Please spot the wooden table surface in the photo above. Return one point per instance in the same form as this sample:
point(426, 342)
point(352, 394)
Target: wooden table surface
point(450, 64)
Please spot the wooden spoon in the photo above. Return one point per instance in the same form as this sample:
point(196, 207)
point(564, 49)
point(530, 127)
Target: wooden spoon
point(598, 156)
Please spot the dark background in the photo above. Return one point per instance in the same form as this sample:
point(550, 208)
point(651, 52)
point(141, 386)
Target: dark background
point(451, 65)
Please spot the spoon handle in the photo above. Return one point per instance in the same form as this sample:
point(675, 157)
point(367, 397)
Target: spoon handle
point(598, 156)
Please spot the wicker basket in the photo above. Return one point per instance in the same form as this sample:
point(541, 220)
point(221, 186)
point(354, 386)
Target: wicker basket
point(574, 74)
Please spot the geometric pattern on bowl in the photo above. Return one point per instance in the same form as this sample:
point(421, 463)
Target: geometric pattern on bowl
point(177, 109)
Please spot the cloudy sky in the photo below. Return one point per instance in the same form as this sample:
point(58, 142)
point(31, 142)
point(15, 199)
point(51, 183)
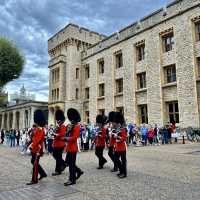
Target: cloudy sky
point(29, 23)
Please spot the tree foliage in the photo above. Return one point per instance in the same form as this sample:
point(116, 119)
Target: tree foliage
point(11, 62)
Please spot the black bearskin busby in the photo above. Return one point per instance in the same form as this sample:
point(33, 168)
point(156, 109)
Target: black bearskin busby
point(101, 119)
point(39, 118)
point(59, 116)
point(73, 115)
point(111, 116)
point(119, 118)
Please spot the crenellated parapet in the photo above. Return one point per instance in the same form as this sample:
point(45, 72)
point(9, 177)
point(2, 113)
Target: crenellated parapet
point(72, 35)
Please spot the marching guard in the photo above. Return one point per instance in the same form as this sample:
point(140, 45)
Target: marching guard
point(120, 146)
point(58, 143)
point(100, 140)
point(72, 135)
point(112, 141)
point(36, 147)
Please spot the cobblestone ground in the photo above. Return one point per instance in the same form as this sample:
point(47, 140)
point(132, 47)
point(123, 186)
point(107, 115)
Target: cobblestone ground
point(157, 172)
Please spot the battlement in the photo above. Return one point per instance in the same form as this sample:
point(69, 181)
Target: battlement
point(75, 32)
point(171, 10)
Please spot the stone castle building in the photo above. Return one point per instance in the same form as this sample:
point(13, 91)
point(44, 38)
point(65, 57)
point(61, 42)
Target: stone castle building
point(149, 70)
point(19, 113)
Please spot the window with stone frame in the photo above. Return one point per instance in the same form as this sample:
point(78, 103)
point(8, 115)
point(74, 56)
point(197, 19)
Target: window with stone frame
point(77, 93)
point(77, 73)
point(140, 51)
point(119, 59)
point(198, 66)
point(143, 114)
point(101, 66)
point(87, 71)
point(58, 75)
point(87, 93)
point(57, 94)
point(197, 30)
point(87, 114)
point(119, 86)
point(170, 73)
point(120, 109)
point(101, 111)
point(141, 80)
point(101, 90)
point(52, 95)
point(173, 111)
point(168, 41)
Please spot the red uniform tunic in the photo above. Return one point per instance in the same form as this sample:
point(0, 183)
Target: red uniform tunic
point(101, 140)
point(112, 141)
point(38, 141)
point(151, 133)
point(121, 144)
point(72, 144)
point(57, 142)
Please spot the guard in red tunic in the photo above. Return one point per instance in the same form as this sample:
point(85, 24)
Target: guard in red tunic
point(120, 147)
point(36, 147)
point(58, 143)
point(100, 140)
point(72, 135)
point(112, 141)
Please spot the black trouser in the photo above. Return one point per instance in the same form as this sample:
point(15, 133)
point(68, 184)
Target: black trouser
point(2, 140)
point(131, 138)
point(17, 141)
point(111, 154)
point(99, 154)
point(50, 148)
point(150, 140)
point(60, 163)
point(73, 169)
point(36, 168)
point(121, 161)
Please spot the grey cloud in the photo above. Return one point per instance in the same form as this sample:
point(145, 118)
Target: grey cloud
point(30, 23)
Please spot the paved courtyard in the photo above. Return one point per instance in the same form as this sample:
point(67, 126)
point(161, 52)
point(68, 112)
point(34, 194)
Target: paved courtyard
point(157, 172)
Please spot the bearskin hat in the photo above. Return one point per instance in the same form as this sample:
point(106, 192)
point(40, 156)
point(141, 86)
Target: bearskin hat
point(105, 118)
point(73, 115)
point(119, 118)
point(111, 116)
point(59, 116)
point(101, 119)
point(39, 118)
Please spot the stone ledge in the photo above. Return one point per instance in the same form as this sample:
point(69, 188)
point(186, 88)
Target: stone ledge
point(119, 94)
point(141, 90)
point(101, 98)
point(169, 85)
+++
# YOUR INSTRUCTIONS
Print all of the records above verbatim, from the first line through the last, omitting the pictures.

# OUTPUT OF THE EXERCISE
Please spot the wooden table surface in the photo above. Return one point per instance in the same form as this sample:
point(426, 342)
point(352, 394)
Target: wooden table surface
point(450, 64)
Please spot the wooden spoon in the photo above. Return one point per instance in the same form as this sample:
point(196, 207)
point(564, 49)
point(530, 127)
Target: wooden spoon
point(598, 156)
Please spot the dark background in the photo above. Return one point per instance in the same form as this sample:
point(550, 208)
point(651, 52)
point(141, 386)
Target: dark background
point(451, 65)
Please spot the spoon handle in the photo above. Return one point per instance in the same form as this sample:
point(675, 157)
point(367, 397)
Target: spoon handle
point(598, 156)
Please spot the wicker basket in the photo above. Return one point per instance in the same form as this sample:
point(541, 220)
point(221, 186)
point(354, 386)
Target: wicker basket
point(574, 74)
Please spot the geometric pattern on bowl in the photo above. Return one point per instance in the same form as this sample:
point(421, 463)
Target: geometric pattern on bowl
point(177, 109)
Please spot the cloudy sky in the photo below. Return one point per instance in the same form as this sample:
point(58, 142)
point(31, 142)
point(15, 199)
point(51, 183)
Target: cloudy sky
point(29, 23)
Please spot the tree foliage in the photo above. Return one point per instance in the same form as this sample:
point(116, 119)
Target: tree foliage
point(11, 62)
Please spot the black bearskin busby in the photo above. Return one point per instance in the same form as this sample:
point(33, 168)
point(156, 109)
Target: black bearskin busby
point(101, 119)
point(39, 118)
point(59, 116)
point(73, 115)
point(111, 116)
point(119, 118)
Please spot the crenellated parapet in the photo above. Return one point per instance in the same form as this sample:
point(45, 72)
point(9, 177)
point(2, 113)
Target: crenellated parapet
point(72, 35)
Please spot the marching guard in the photo above. Return one point per instance in the same form as this sample:
point(140, 45)
Target: marching guard
point(120, 146)
point(58, 143)
point(100, 140)
point(72, 135)
point(112, 141)
point(36, 147)
Please spot the cobblestone ground in the photo above. Return one point per instance in the same form as this sample:
point(47, 140)
point(132, 47)
point(123, 186)
point(107, 115)
Target: cobblestone ground
point(157, 172)
Please spot the battlement in the photo above. Return one point per instance in the same form as this sample:
point(69, 181)
Target: battlement
point(75, 32)
point(171, 10)
Please spot the stone castle building in the photo above. Return one point per instance in the same form as this sample:
point(13, 91)
point(44, 38)
point(65, 57)
point(61, 42)
Target: stone castle building
point(149, 70)
point(19, 113)
Please spot the window with stone frame in the photo above. Return one point per instance in the same form as this sample:
point(78, 103)
point(8, 115)
point(74, 56)
point(197, 19)
Target: window with stone frame
point(77, 93)
point(77, 73)
point(140, 51)
point(119, 59)
point(198, 66)
point(143, 114)
point(101, 66)
point(87, 71)
point(58, 75)
point(87, 93)
point(57, 94)
point(197, 30)
point(87, 114)
point(119, 86)
point(170, 73)
point(120, 109)
point(101, 111)
point(141, 80)
point(101, 90)
point(52, 95)
point(173, 111)
point(168, 41)
Please spot the red uniform tunic in the photo above. Return one point per instance in the same form as this sample:
point(0, 183)
Target: red uniform tunic
point(101, 140)
point(112, 141)
point(38, 141)
point(151, 133)
point(121, 144)
point(72, 144)
point(57, 142)
Please spot the guard in red tunic in the photo above. Return one point per instance in the same form as this sample:
point(85, 24)
Target: guard in red tunic
point(120, 147)
point(36, 147)
point(58, 143)
point(100, 140)
point(72, 135)
point(112, 141)
Please spot the black trouser in the photo above. Return one point per instance in the same form as this sample:
point(15, 133)
point(68, 184)
Target: black trouser
point(2, 140)
point(131, 138)
point(17, 141)
point(111, 154)
point(99, 154)
point(50, 148)
point(150, 140)
point(60, 163)
point(73, 169)
point(36, 168)
point(121, 161)
Please spot the grey cloud in the photo above. Return one point per instance in the same form as this sample:
point(145, 118)
Target: grey cloud
point(30, 23)
Please spot the paved courtyard in the photo above. Return one point per instance in the same form as this sample:
point(67, 126)
point(161, 52)
point(68, 112)
point(34, 194)
Target: paved courtyard
point(157, 172)
Please spot the bearskin hat in the photo above. Return one point per instance in the same form as this sample:
point(106, 192)
point(40, 156)
point(141, 86)
Target: bearskin hat
point(105, 118)
point(73, 115)
point(119, 118)
point(111, 116)
point(59, 116)
point(101, 119)
point(39, 118)
Please spot the stone ledge in the photo above. Return one point per instance in the same form as this sample:
point(69, 188)
point(186, 88)
Target: stone ledge
point(119, 94)
point(141, 90)
point(101, 98)
point(169, 85)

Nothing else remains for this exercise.